DATA FOR THE TASK Start Marker

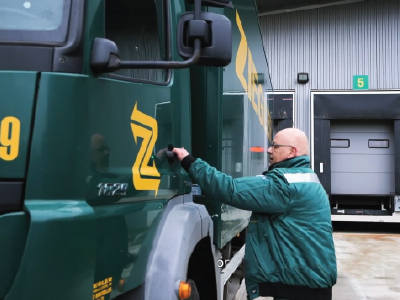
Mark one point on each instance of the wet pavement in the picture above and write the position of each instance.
(368, 266)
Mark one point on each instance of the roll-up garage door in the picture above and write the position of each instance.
(362, 157)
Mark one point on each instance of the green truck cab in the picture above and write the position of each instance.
(93, 95)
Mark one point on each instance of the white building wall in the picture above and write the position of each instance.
(332, 44)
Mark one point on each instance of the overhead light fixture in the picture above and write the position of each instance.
(303, 78)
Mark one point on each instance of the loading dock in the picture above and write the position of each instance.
(354, 137)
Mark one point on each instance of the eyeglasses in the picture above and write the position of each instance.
(275, 146)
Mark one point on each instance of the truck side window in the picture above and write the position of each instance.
(134, 26)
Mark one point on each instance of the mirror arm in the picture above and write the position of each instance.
(163, 64)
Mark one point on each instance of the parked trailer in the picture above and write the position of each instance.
(354, 137)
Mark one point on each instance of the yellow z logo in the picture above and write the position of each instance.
(147, 130)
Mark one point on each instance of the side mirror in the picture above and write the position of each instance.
(215, 34)
(203, 39)
(105, 56)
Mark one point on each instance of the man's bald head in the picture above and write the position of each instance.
(288, 143)
(296, 138)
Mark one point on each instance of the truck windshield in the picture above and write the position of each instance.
(34, 20)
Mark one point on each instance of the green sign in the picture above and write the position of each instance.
(360, 82)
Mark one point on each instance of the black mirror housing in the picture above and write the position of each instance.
(105, 56)
(215, 3)
(215, 32)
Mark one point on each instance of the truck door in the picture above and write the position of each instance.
(132, 117)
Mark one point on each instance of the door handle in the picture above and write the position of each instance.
(171, 156)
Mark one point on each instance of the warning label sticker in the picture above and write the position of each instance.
(102, 288)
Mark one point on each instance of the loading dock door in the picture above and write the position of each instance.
(362, 157)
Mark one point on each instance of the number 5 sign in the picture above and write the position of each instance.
(360, 82)
(10, 129)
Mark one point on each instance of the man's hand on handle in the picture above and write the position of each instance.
(181, 153)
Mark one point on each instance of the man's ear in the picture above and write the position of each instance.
(293, 151)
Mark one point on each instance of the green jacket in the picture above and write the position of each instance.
(289, 238)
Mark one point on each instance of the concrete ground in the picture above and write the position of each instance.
(368, 266)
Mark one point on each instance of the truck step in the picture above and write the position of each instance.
(241, 292)
(232, 265)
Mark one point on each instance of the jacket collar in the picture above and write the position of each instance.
(294, 162)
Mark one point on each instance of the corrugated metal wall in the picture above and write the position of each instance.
(332, 44)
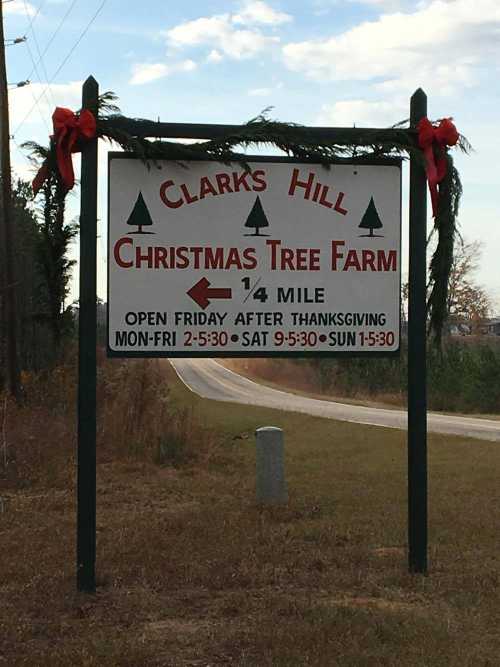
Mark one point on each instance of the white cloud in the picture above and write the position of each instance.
(146, 72)
(362, 113)
(19, 7)
(260, 92)
(260, 12)
(214, 56)
(220, 32)
(437, 46)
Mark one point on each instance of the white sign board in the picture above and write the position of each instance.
(207, 259)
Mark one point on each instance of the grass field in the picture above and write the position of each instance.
(192, 572)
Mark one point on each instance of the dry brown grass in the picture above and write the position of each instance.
(192, 572)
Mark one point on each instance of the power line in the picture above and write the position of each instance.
(33, 18)
(37, 46)
(65, 60)
(56, 32)
(44, 92)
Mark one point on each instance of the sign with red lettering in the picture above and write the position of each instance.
(272, 258)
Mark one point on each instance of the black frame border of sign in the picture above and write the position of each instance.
(395, 162)
(87, 334)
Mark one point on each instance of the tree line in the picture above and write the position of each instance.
(41, 241)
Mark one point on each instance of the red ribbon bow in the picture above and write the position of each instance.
(433, 141)
(69, 130)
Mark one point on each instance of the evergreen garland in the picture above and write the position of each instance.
(297, 141)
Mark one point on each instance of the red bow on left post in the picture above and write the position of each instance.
(70, 130)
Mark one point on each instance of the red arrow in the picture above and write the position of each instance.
(201, 293)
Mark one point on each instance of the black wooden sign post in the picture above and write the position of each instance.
(87, 370)
(417, 336)
(417, 409)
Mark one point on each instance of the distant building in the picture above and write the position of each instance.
(492, 326)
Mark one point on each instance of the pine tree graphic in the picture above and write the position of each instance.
(371, 220)
(257, 219)
(140, 216)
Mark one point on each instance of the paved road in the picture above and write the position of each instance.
(209, 379)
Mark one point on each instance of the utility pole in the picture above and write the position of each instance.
(8, 286)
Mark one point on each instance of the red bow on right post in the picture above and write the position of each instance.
(433, 140)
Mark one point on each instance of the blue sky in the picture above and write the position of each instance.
(317, 62)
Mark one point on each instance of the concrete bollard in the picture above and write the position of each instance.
(271, 484)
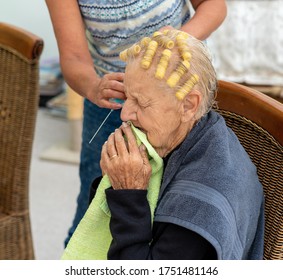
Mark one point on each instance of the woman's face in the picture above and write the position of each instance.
(153, 110)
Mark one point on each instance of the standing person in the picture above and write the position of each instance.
(90, 35)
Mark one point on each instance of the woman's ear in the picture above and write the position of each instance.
(190, 105)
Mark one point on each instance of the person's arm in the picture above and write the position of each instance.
(134, 239)
(208, 16)
(75, 59)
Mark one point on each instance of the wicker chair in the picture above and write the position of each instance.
(19, 96)
(257, 120)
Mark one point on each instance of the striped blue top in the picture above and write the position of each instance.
(115, 25)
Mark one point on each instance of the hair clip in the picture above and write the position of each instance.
(187, 87)
(150, 52)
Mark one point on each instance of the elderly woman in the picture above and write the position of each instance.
(210, 201)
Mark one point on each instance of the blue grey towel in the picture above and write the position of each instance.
(211, 186)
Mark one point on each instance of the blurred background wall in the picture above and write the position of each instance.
(33, 16)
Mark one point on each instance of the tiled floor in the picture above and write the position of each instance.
(53, 188)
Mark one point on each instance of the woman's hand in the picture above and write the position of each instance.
(110, 86)
(126, 164)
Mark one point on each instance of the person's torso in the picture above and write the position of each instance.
(114, 25)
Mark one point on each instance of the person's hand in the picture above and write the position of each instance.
(126, 164)
(110, 86)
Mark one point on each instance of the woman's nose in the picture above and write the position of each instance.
(128, 112)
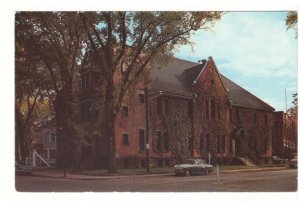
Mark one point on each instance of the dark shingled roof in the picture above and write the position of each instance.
(240, 96)
(178, 76)
(171, 78)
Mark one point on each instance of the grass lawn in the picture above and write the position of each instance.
(133, 171)
(159, 170)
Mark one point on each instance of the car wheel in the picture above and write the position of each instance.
(187, 173)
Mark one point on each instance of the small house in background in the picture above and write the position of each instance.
(189, 109)
(44, 143)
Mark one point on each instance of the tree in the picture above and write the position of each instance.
(28, 90)
(291, 21)
(55, 41)
(127, 44)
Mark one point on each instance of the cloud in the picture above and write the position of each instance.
(251, 43)
(254, 49)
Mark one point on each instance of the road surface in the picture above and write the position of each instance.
(264, 181)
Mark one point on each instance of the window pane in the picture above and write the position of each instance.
(166, 141)
(125, 140)
(158, 141)
(142, 98)
(142, 140)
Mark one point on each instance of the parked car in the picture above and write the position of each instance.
(293, 163)
(277, 160)
(193, 167)
(23, 168)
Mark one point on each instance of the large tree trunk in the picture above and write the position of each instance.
(109, 127)
(66, 110)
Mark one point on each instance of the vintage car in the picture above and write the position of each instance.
(193, 167)
(293, 163)
(23, 168)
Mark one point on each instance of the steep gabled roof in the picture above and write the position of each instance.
(178, 77)
(241, 97)
(171, 78)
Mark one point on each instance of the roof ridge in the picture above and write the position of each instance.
(247, 92)
(185, 60)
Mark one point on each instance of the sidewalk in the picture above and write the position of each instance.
(60, 173)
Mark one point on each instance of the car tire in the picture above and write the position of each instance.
(187, 173)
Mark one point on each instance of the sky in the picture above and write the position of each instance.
(254, 50)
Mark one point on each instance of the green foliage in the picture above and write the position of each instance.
(178, 125)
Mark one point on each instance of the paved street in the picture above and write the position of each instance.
(263, 181)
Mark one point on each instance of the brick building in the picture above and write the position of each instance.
(284, 136)
(188, 103)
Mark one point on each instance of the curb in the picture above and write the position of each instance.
(92, 177)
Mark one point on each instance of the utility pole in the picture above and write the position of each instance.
(147, 130)
(285, 101)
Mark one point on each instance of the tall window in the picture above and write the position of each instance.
(207, 109)
(230, 115)
(166, 107)
(85, 80)
(163, 106)
(219, 111)
(220, 143)
(202, 143)
(207, 146)
(190, 109)
(141, 98)
(125, 139)
(255, 118)
(158, 145)
(166, 141)
(238, 117)
(213, 109)
(52, 137)
(159, 106)
(124, 111)
(142, 140)
(86, 109)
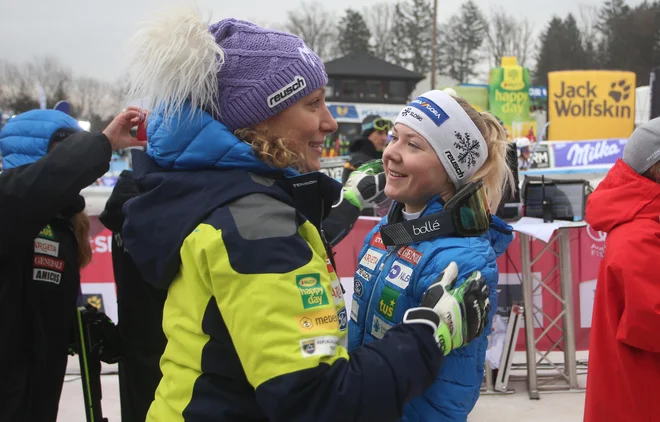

DATA FOR THE TASK End Marker

▶ [EXERCISE DETAILS]: Quote precisely the lines of the data from the line containing "Mark one point on each instance of the curb" through its final line, both included, excluding pictures.

▶ [ANSWER TO THE PROBLEM]:
Mark one point on each instance of the curb in the picture above and write the position of each instance.
(92, 177)
Mark one point on each instance of the utility pole in the picture above and write the position of each instance.
(147, 130)
(285, 101)
Mark one point on each instance of the tall window in the picture above and write the position of each instance.
(207, 109)
(230, 115)
(166, 107)
(85, 80)
(163, 106)
(219, 111)
(220, 143)
(202, 143)
(207, 146)
(190, 109)
(141, 98)
(125, 139)
(255, 118)
(158, 145)
(166, 141)
(238, 117)
(213, 109)
(52, 137)
(159, 106)
(124, 111)
(142, 140)
(86, 109)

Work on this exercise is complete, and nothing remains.